* _Things to do_:
1. Please rewrite the part of the obesity research funding article that begins at the words "The new studies will" and stops after "ensuring patients’ privacy.", with "privacy" replaced by "confidentiality".
2. In the obesity research funding article, at what ages will the second project compare children's weight?
[[ Provided text open ]]
$9 Million in New Funding Will Explore Bariatric Surgery Effectiveness, Childhood Obesity Triggers

$9 Million in New Funding Will Explore Bariatric Surgery Effectiveness, Childhood Obesity Triggers

On the 18th of August, the Patient-Centered Outcomes Research Institute (PCORI) approved an investment of $9 million dollars into novel obesity research. PCORI is an independent nonprofit organization that strives to improve comparative clinical research. The aim of these newly-funded studies is to provide more information about obesity’s treatments and prevention. This fund will be used to conduct two distinct research projects that aim to provide more concrete data on obesity treatments and childhood obesity’s triggers to health specialists and families, allowing families and doctors to make more informed decisions on how to address the obesity epidemic.

The new studies will include an analysis of around 60,000 patients’ medical information, stored in the individual PCORnet health data networks. With the launch of these projects, PCORI hopes to challenge conventional research by executing the analysis more quickly while managing a higher volume of information and ensuring patients’ privacy.

In the first study, three of the most popular procedures for weight loss surgery will be compared, namely gastric bypass, adjustable gastric banding and sleeve gastrectomy. This comparison will be made by analyzing weight loss and regain rates, diabetes improvement rates, relapse rates and complication frequency in a total of 60,000 patients. The population of this study will include not only adults, but adolescents as well. Moreover, information from 17,000 diabetics’ medical records will also be included in the study.

The second project will explore the connection between the antibiotics given to children during their first two years of life and children’s risk of becoming obese in their later childhood, as suggested by recent research.  The records of frequent antibiotic intake of 60,000 children in their early years will be analyzed and children’s weight will be compared at ages 5 and 10. To complete this study, the research team will also look at other variables that can affect increased weight in children. It is expected that the results of this study will help parents and health care specialists make better decisions when writing children’s prescriptions as well as dealing with childhood obesity.

The obesity related research is the second project that PCORnet is launching to conduct patient-centered health research, and so far has invested $260 million to develop PCORnet and launch new projects using this resource.
[[ Provided text closed ]]
[[ Material supplied open ]]
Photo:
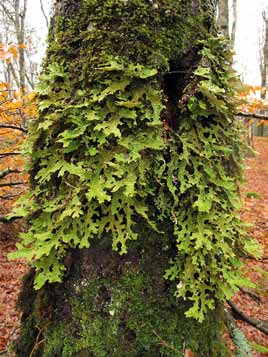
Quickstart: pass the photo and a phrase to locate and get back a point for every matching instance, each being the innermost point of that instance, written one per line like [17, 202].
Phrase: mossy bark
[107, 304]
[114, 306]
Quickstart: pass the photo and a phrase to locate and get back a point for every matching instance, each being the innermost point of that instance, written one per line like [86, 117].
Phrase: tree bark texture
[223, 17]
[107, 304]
[[ Material supplied closed ]]
[[ Material supplied open ]]
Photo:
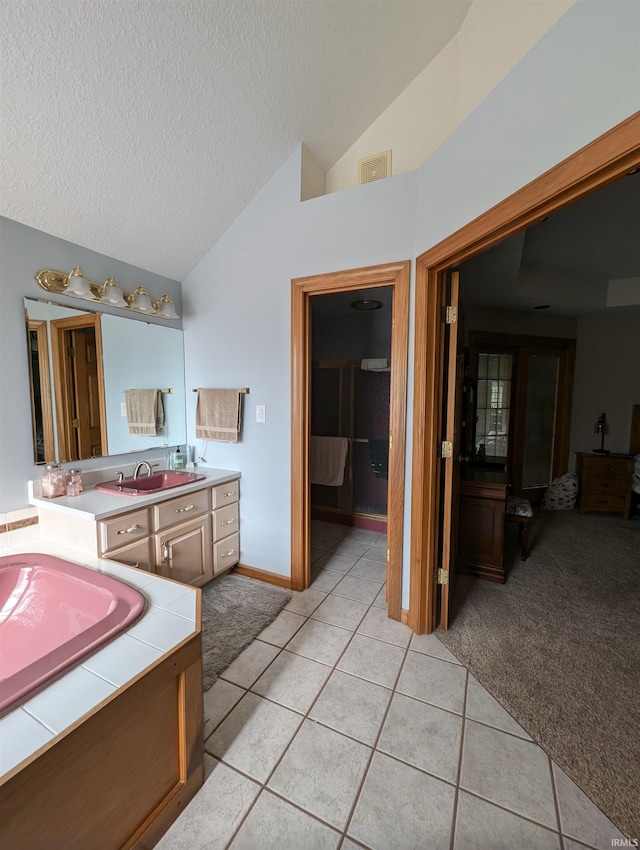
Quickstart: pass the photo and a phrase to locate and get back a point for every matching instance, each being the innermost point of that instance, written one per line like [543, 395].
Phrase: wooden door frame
[[ Material supplied closed ]]
* _Results of the tasks_:
1.
The new studies will include an analysis of around 60,000 patients’ medical information, stored in the individual PCORnet health data networks. With the launch of these projects, PCORI hopes to challenge conventional research by executing the analysis more quickly while managing a higher volume of information and ensuring patients’ confidentiality.

2. At ages 5 and 10.